DATA ROWS:
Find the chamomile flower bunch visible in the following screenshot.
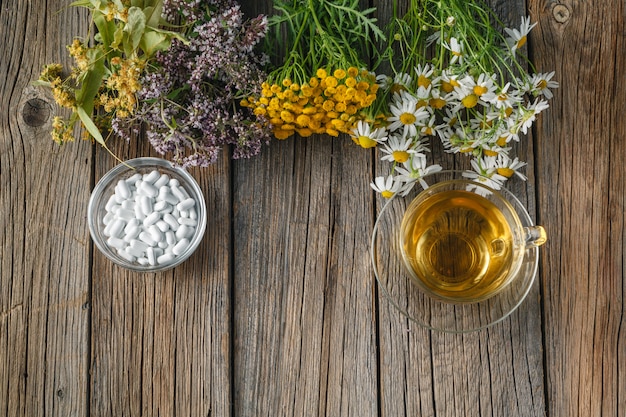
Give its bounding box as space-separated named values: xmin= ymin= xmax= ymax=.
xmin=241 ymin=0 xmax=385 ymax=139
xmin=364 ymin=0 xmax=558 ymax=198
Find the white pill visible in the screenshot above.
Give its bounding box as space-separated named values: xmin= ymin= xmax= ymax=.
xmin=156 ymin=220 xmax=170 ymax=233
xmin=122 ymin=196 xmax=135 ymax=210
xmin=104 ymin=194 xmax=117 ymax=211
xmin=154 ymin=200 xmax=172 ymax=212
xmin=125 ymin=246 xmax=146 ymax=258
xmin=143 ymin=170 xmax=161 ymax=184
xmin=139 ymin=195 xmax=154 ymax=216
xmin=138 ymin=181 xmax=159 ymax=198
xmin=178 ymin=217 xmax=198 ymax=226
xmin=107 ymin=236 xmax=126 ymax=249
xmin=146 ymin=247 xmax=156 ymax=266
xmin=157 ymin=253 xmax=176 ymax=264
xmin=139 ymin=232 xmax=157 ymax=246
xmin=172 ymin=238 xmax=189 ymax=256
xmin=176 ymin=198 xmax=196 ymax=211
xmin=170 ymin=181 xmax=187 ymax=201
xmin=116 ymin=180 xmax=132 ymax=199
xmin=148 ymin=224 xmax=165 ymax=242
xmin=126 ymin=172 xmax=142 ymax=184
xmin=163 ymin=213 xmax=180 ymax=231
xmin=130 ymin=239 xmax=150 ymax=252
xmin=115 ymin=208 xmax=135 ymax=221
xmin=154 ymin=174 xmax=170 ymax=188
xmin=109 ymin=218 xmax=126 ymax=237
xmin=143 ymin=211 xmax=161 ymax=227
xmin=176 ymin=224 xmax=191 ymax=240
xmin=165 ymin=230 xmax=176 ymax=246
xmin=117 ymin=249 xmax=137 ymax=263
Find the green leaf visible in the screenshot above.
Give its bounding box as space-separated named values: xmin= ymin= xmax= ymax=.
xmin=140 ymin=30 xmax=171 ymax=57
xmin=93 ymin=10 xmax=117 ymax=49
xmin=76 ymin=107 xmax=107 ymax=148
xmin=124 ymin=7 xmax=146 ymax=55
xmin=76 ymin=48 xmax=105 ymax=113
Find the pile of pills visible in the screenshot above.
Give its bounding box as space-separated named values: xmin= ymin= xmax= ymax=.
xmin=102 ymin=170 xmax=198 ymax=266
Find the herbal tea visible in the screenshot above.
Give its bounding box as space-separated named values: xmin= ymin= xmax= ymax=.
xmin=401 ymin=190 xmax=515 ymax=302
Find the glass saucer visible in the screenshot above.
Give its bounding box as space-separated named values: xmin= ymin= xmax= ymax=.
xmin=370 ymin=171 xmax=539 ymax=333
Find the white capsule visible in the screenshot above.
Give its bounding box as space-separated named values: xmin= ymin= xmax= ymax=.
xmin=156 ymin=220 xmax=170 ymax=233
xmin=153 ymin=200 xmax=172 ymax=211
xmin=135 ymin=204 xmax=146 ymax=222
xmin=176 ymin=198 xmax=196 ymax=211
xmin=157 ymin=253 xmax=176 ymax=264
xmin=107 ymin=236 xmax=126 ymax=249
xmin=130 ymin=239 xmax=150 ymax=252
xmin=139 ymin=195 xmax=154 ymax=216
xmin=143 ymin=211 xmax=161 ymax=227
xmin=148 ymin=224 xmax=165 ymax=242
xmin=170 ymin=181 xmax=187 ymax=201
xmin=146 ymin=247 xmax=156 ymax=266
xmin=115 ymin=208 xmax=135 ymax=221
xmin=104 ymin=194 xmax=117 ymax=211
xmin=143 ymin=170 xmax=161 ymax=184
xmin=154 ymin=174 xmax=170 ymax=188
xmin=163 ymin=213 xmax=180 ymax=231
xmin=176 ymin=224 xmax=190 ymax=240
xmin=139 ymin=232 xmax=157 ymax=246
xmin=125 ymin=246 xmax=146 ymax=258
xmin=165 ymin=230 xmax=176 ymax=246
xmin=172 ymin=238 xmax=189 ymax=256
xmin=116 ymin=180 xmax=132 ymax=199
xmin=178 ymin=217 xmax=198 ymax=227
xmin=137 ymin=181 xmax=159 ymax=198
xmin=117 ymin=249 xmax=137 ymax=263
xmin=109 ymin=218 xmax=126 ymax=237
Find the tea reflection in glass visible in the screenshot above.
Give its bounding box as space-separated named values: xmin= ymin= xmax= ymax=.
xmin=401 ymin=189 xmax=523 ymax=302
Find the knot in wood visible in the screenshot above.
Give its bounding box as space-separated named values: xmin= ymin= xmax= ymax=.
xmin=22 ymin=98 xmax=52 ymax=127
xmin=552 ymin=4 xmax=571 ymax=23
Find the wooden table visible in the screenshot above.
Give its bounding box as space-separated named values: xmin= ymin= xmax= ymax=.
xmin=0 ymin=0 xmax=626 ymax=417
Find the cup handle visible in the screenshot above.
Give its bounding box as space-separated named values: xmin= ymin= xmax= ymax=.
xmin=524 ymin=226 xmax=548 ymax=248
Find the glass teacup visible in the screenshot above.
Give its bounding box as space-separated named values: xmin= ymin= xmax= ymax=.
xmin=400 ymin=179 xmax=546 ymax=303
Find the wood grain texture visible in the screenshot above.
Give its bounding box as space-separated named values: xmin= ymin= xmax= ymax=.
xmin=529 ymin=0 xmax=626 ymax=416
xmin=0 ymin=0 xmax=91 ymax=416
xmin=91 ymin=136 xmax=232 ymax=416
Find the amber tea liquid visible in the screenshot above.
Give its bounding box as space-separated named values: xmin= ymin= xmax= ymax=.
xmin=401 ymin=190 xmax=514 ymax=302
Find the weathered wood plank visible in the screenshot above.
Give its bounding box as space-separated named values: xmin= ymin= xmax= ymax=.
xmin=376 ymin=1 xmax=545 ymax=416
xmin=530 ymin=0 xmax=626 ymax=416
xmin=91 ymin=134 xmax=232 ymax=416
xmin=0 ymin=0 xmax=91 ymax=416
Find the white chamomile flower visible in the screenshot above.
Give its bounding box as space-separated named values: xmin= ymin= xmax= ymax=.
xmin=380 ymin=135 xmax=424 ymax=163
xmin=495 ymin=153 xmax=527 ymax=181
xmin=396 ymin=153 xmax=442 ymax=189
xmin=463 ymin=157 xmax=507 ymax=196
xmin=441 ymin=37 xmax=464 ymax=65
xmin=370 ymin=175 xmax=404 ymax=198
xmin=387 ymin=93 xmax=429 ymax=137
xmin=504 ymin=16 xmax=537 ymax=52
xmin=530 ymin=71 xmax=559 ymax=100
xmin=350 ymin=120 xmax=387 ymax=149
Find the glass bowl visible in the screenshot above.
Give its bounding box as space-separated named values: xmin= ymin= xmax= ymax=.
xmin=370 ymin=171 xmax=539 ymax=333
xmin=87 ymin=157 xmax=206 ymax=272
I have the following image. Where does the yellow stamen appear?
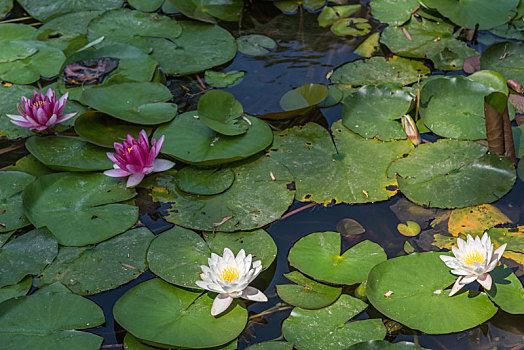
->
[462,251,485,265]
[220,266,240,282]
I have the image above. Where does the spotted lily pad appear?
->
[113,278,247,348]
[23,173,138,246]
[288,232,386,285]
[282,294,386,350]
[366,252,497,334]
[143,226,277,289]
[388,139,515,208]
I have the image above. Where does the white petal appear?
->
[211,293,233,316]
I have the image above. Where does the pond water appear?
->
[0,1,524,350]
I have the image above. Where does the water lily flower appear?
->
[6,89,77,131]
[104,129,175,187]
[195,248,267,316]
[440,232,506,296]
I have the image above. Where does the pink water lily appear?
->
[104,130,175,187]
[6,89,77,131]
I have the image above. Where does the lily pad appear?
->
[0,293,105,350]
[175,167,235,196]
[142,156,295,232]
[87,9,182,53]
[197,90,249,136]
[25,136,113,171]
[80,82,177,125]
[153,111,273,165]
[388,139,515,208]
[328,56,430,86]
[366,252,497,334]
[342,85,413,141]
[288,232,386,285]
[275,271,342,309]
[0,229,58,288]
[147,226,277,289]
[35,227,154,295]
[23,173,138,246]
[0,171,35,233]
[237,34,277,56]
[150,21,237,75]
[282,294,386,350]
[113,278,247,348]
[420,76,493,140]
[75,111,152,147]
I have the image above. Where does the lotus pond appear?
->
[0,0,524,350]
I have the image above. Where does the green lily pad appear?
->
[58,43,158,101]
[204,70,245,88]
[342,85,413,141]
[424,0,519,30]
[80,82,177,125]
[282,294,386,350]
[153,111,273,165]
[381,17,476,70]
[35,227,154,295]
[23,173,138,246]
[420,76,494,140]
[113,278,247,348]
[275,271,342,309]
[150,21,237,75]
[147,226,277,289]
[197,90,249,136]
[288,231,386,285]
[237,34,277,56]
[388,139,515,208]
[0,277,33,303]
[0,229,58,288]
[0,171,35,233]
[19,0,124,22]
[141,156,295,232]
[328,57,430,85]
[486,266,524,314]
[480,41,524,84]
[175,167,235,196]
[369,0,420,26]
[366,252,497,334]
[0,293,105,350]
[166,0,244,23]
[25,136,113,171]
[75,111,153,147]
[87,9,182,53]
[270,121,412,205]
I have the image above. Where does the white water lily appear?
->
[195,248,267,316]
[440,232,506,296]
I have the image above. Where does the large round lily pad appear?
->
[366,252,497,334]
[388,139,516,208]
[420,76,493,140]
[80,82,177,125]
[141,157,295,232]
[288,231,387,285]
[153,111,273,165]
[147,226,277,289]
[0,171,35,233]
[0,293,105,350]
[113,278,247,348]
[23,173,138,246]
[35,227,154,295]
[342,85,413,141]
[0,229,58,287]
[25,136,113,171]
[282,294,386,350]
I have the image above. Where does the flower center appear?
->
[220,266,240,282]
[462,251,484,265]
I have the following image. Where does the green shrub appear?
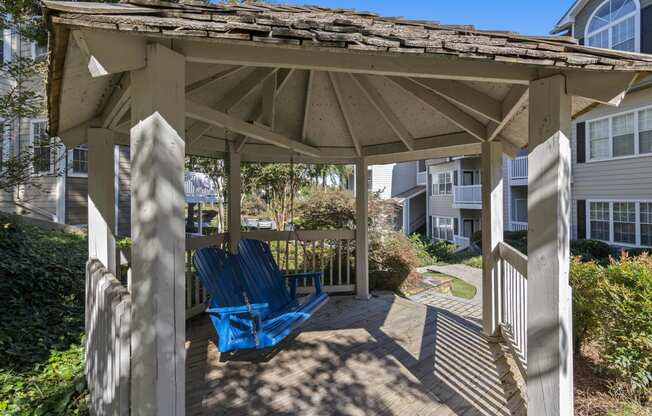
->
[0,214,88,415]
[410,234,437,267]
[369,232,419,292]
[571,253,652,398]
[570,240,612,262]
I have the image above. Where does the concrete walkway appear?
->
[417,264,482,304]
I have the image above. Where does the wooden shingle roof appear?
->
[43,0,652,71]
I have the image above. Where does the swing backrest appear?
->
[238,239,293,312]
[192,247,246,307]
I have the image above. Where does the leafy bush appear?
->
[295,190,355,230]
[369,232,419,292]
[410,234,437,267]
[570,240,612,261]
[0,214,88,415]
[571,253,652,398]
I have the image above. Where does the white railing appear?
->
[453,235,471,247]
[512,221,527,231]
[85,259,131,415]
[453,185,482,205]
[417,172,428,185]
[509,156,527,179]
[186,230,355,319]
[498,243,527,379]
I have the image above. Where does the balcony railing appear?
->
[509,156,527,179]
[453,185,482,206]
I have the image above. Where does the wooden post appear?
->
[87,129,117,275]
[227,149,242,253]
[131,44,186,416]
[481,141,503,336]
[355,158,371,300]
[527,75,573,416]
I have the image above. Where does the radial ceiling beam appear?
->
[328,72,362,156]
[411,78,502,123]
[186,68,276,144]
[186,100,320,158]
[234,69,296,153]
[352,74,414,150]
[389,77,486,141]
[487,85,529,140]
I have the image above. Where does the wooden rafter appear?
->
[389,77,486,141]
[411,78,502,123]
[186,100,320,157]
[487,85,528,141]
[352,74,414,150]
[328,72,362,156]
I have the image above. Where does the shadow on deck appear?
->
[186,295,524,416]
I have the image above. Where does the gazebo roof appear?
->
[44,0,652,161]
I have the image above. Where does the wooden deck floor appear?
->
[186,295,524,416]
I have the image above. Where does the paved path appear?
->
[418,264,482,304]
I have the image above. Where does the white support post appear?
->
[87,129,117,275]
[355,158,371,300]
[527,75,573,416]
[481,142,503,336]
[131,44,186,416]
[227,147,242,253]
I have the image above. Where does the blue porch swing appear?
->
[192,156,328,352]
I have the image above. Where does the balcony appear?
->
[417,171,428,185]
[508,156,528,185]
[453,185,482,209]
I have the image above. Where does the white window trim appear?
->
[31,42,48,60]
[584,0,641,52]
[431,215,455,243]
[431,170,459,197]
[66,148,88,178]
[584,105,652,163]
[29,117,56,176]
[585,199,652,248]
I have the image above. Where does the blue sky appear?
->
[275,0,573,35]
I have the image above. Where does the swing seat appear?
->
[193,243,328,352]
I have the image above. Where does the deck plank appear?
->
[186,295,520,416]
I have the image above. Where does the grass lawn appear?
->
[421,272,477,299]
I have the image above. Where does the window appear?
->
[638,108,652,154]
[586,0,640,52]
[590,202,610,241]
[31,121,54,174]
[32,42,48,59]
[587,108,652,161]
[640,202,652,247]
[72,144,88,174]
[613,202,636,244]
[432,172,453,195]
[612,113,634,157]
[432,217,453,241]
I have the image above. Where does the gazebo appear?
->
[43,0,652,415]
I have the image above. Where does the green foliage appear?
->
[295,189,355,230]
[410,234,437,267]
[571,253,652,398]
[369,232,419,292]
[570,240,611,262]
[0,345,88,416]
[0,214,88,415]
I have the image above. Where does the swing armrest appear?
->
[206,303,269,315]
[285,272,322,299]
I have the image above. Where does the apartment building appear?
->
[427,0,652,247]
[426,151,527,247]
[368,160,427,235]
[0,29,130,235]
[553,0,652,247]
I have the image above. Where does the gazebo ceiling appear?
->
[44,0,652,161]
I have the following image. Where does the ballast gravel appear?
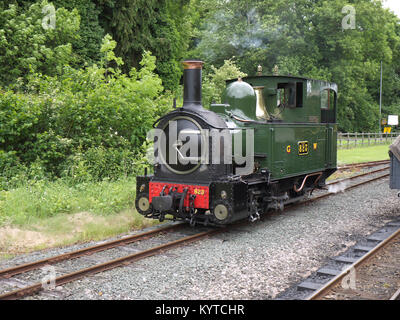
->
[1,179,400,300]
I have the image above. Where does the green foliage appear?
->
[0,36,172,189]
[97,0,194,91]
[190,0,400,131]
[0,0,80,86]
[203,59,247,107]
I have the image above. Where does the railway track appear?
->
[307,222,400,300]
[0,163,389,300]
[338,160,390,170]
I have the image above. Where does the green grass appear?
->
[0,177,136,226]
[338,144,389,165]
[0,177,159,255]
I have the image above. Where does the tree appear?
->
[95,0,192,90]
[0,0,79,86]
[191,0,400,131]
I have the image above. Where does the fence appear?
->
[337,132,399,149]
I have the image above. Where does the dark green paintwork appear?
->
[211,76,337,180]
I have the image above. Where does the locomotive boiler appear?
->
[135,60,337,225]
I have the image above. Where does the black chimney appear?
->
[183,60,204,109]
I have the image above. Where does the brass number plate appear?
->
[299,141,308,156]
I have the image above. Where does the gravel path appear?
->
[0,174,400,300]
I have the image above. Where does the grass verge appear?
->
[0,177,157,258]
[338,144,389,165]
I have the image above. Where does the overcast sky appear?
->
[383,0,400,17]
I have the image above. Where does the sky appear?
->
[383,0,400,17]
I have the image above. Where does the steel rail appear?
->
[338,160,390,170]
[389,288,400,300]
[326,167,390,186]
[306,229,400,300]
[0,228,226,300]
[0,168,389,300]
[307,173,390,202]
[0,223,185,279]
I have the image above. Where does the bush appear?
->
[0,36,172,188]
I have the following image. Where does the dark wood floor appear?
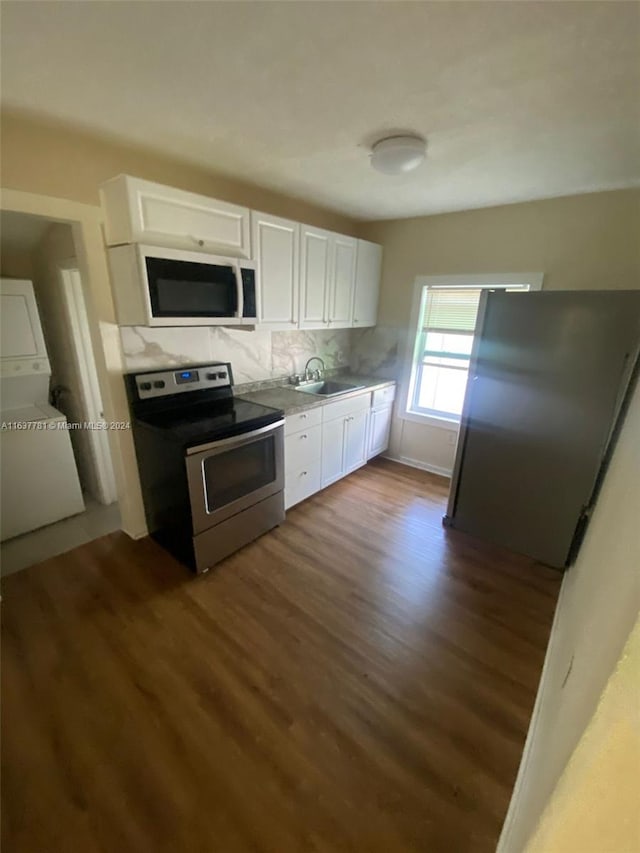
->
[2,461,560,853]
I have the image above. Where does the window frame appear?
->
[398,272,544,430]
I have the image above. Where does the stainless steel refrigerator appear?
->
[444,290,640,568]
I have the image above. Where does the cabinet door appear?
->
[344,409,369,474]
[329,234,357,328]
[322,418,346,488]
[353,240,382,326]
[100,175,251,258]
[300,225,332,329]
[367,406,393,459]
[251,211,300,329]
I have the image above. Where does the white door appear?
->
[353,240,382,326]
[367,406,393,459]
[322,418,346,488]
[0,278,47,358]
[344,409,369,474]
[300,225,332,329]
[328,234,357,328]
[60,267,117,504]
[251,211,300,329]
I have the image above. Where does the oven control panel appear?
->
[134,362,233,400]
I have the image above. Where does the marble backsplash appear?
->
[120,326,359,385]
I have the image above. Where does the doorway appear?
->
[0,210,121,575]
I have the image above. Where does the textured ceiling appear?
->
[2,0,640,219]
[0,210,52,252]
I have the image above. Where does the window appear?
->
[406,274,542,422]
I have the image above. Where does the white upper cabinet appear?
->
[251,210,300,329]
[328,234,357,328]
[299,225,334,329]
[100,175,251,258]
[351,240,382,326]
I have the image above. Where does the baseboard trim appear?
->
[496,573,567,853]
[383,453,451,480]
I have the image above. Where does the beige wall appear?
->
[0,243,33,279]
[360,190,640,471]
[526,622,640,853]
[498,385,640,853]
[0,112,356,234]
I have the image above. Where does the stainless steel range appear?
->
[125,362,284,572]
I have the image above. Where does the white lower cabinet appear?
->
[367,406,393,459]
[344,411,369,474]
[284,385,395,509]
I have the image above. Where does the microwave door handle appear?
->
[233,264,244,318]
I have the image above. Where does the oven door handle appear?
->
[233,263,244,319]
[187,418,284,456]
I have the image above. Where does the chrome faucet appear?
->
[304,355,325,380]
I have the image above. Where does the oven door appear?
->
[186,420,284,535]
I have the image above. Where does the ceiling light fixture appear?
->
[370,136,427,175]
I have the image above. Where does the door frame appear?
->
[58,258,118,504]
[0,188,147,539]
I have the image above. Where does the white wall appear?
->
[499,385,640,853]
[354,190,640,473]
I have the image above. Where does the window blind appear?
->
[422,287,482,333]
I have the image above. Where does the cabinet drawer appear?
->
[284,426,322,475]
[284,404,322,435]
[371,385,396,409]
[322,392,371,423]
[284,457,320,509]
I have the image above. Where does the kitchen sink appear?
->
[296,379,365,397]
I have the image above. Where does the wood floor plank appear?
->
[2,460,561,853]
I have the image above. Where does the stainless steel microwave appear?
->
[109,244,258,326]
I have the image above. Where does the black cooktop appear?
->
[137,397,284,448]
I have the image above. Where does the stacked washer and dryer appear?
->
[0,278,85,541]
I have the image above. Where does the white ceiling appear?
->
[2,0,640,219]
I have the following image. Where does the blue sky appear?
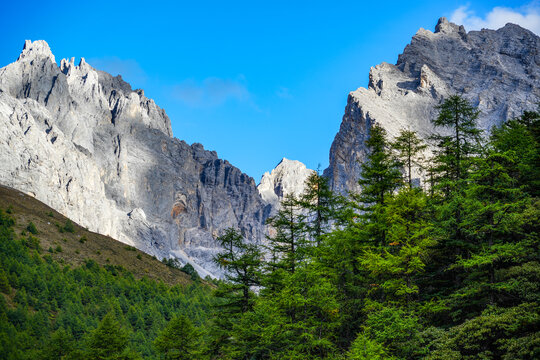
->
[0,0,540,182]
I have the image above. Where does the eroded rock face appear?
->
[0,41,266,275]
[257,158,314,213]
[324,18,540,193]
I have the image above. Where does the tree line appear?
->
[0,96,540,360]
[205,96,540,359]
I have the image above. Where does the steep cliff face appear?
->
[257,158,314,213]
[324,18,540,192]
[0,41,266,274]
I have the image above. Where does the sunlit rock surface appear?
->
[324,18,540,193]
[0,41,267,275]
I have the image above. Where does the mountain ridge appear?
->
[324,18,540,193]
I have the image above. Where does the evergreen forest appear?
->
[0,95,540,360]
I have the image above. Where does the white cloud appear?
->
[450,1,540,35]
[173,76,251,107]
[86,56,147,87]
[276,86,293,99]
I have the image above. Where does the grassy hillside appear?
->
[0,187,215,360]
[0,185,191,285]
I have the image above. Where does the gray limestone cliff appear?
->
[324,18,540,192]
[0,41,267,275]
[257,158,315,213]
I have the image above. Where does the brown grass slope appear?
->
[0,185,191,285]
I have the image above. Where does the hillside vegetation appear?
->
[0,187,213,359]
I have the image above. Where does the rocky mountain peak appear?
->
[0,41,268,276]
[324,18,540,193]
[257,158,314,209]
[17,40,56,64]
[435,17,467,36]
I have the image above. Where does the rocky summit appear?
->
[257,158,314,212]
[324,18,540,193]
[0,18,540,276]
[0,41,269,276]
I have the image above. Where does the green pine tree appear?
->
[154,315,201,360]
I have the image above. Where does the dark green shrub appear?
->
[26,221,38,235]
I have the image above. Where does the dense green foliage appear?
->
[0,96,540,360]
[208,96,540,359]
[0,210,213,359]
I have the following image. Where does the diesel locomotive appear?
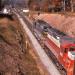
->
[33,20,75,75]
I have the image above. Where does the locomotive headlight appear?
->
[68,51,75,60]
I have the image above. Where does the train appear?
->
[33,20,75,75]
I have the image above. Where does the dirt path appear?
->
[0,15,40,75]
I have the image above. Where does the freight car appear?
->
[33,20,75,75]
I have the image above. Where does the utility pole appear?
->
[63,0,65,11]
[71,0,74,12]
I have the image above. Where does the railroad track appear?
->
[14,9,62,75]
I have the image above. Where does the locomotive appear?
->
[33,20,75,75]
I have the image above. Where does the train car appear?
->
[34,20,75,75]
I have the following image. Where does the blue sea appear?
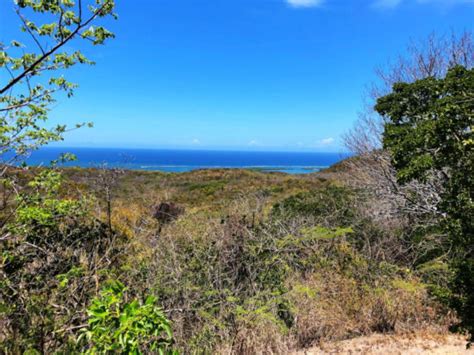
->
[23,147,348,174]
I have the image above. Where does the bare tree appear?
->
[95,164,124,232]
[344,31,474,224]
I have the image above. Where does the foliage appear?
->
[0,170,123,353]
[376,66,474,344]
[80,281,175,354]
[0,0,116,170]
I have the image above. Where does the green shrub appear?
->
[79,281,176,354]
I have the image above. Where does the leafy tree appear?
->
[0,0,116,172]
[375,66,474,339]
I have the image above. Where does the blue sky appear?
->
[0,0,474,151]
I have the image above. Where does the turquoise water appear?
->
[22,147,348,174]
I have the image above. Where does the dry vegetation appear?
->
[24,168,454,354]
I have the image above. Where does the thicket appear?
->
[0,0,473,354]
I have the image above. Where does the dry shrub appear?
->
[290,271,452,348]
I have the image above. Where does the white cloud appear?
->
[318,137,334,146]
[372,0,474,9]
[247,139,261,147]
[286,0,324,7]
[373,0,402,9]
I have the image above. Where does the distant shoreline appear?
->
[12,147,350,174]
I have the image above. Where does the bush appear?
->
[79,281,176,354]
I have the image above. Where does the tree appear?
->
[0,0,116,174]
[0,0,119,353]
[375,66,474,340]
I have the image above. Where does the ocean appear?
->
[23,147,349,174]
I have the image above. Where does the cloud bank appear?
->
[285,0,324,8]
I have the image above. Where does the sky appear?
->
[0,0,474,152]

STATED TASK:
Copy out verbatim the entries above, beginning at the line containing "I have the image above. Where does the freight" and continuing through the line containing "[285,0,324,8]". Omit the picture lines.

RESPONSE:
I have the image above. Where does the freight car appear?
->
[33,20,75,75]
I have the image above. Where does the utility pole appear?
->
[63,0,65,11]
[71,0,74,12]
I have the image above. Where does the railroad track appear?
->
[14,9,62,75]
I have the image above. Where does the locomotive appear?
->
[33,20,75,75]
I have the image above. Where does the train car appear?
->
[34,20,75,75]
I have the following image. Where does the blue sea appear?
->
[23,147,348,174]
I have the image above. Where does the bare tree appear?
->
[95,164,124,232]
[344,31,474,224]
I have the image above. Where does the foliage appear?
->
[0,170,123,353]
[376,66,474,344]
[80,281,175,354]
[0,0,116,170]
I have the image above. Where does the green shrub appear?
->
[79,281,176,354]
I have the image above. Where does the leafy tree appear?
->
[0,0,116,172]
[375,66,474,339]
I have the image above. Where does the blue sky appear?
->
[0,0,474,151]
I have the image above. Where does the turquoise water appear?
->
[22,147,348,174]
I have the image above. Where does the dry vegetation appear?
->
[24,168,454,354]
I have the image above. Where does the thicket appear?
->
[0,0,473,354]
I have the image above. Where does the dry shrub appear?
->
[290,271,452,348]
I have the image above. Where does the white cloud appear?
->
[318,137,334,146]
[372,0,474,9]
[247,139,261,147]
[286,0,324,7]
[373,0,402,9]
I have the image above. Where does the distant shoreline appear?
->
[12,147,350,174]
I have the image above. Where does the bush appear?
->
[79,281,176,354]
I have the image above. Where does the tree appear?
->
[0,0,116,174]
[0,0,119,353]
[375,66,474,340]
I have the image above. Where does the ocean appear?
->
[23,147,349,174]
I have the image above. Where does the cloud bank appear?
->
[285,0,324,8]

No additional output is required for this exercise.